Problem details:
Will you give every entry again exactly as it stands?

Records from a data source:
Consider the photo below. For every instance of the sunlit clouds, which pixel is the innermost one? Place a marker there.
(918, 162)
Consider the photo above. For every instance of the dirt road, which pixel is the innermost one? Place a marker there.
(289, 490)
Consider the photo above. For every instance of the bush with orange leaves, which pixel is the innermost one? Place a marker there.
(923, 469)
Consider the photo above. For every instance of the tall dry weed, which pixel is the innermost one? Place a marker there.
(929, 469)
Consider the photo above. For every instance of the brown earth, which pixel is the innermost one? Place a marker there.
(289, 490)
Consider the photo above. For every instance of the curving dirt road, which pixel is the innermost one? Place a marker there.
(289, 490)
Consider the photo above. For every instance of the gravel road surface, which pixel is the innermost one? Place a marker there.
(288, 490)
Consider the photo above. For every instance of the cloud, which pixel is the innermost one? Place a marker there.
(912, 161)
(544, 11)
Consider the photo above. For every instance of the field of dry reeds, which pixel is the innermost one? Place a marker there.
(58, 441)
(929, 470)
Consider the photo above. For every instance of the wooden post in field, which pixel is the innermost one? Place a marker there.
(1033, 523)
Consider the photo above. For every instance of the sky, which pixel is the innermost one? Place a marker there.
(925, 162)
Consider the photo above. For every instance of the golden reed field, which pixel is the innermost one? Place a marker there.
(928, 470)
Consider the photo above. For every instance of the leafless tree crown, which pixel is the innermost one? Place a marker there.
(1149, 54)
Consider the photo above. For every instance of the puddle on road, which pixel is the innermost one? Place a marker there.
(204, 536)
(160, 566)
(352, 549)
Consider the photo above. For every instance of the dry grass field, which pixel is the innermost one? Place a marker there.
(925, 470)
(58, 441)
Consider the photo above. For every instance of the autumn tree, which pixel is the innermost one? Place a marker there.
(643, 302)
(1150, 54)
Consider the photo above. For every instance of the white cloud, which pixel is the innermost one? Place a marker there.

Solution:
Consider the photo below. For every instance of the sunlit clouds, which pixel is the innermost one? Place a marker there.
(918, 162)
Consider the photo above. For every instance of the dirt road, which pixel is the innermost one? Place a marker there.
(289, 490)
Consider the photo above. For every instance of the bush with orange leaves, which pixel is the innermost one? Place a marker there.
(923, 469)
Consider the photo above. For every instance of the tall dry weed, which pixel is the innermost one? Place a marker there.
(929, 469)
Consider the photo above. For every instance of the brown earth, which pixel is the innermost one? Place a marker there.
(289, 490)
Consider the photo above. For every instance of the curving dirt road, which pixel is the innermost one? Place a marker there.
(289, 490)
Consider the photo above. For every instance of the gravel road surface, which pixel is the innermost one? Place a marker there.
(288, 490)
Consider the photo above. For every instance of the cloud, which pixel is the innermost one? Place a marker there.
(912, 161)
(544, 11)
Consider the photo above. For every instance of the field of dry reeds, which pixel is the innermost one? Place a marker there.
(58, 441)
(929, 470)
Consider the photo above. For every instance of the wooden post in field, which pixel is the innermost one? Place a marker there.
(1033, 523)
Consider the photo above. For every instance of the sky, which pixel is the innermost one? Place a marker there.
(925, 162)
Consider the photo above. For every instance of the golden reed field, which pixel is the innermost one? Place a marker there.
(928, 470)
Consider the photo above. For every instance of the leafless tree crown, which pixel is the innermost one? Place a marker there.
(1149, 54)
Consider the photo above. For every instance of the puddle on road, which pixel is the innermost one? Place a marker there.
(204, 536)
(160, 566)
(352, 549)
Consider the photo above. For every instance of the dry grass field, which pixel is the innermost one? Place a marker there.
(925, 470)
(58, 441)
Consider the photo above. For every instance of the autumn tree, which pixel is the innermost one? Place a marker there.
(643, 302)
(1150, 54)
Consider the photo above. For every instance of the white cloud, which pixel is the innermost one? Place a marker there.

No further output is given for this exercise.